▶ DIRECTIVE:
Quote the data below word for word, leaving every line unchanged.

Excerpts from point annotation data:
[START]

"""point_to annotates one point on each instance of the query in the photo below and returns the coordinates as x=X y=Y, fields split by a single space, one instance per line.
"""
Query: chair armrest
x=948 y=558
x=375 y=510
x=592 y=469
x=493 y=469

[END]

▶ WRITTEN SOLUTION:
"""point_to annotates one point on each instance of the query in the photo below and returns the coordinates as x=X y=Y, fields split by a single space, one instance per line.
"""
Query: chair armrest
x=948 y=558
x=375 y=510
x=592 y=469
x=493 y=469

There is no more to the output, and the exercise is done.